▶ _SOURCE PASSAGE_
---*---

Endothelial Keratoplasty — DSAEK and DMEK
Endothelial Keratoplasty (DSAEK/DMEK)
This patient-education article is written by the cornea service at Suraj Eye Institute, Nagpur.
What Are DSAEK and DMEK?
DSAEK and DMEK are modern partial-thickness corneal transplants in which only the diseased inner layer of the cornea — the endothelium — is replaced. They have largely replaced full-thickness penetrating keratoplasty for endothelial diseases such as Fuchs dystrophy and pseudophakic bullous keratopathy. The two procedures differ in what the donor tissue contains:
- DSAEK (Descemet Stripping Automated Endothelial Keratoplasty) — donor tissue is a thin lenticule of posterior stroma + Descemet membrane + endothelium (approximately 100–150 µm thick).
- DMEK (Descemet Membrane Endothelial Keratoplasty) — donor tissue is only Descemet membrane + endothelium (approximately 15 µm thick).
Both operations begin in the same way: the diseased Descemet membrane and endothelium are gently stripped from the back of the patient’s cornea through a small clear-corneal incision. The donor tissue is then inserted into the anterior chamber and pressed against the back of the patient’s cornea, where an air bubble holds it in place until natural adhesion takes over.
DSAEK vs DMEK — Which is Used?

---*---

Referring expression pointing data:
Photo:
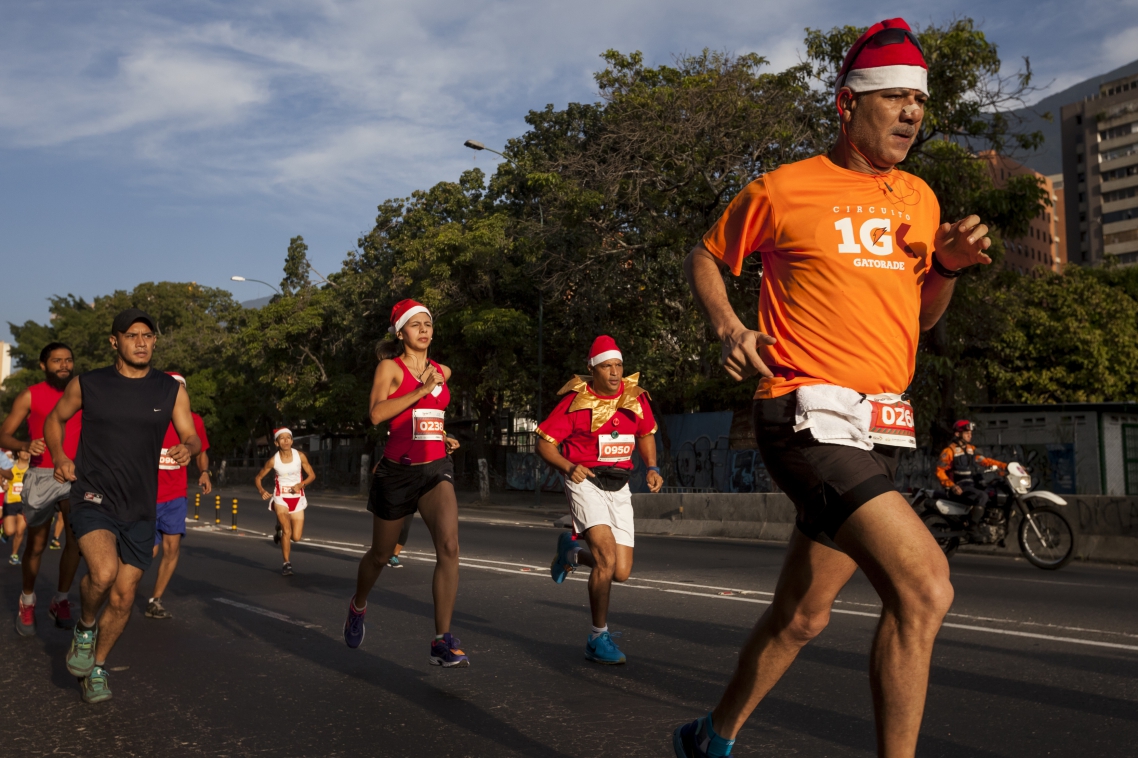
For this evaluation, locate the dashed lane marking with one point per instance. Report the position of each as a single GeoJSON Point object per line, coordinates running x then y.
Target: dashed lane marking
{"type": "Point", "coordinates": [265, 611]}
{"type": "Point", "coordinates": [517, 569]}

---*---

▶ _INSTRUCTIONS_
A: In the endothelial keratoplasty article, about how thick is the donor tissue in DMEK?
B: Proceed with the endothelial keratoplasty article, picking up after its final heading.

▶ _ANSWERS IN ORDER_
A: Approximately 15 µm.

B:
| Feature | DSAEK | DMEK |
|---|---|---|
| Donor tissue thickness | 100–150 µm | ~15 µm |
| Visual recovery | 3–6 months | 1–3 months |
| Final visual sharpness | Very good | Very good |
| Technical difficulty | More forgiving | More demanding (donor is fragile and rolls up) |
| Detachment / re-bubble rate | Lower | Higher (up to 20% in some series) |
| Preferred in complex eyes | Yes — vitrectomy, glaucoma drainage device, large iris defects | Less suitable |
Indications
- Fuchs endothelial dystrophy with visually significant corneal oedema
- Pseudophakic bullous keratopathy
- Endothelial decompensation after vitreoretinal surgery, glaucoma surgery or trauma
- Failed previous endothelial graft (DSAEK after a failed DMEK, or vice versa)
- Selected congenital endothelial dystrophies
What to Expect
The operation is performed under local anaesthesia, takes 45–60 minutes and is a day procedure. Cataract surgery can be combined with DMEK or DSAEK in a single operation (the triple procedure) when both diseases are present.
After surgery, patients are asked to lie flat (face-up) for several hours so that the air bubble in the anterior chamber floats upwards and presses the graft against the back of the cornea. Topical steroid drops are tapered over many months and continued at low dose for life. Vision improves rapidly over the first weeks for DMEK and over a few months for DSAEK.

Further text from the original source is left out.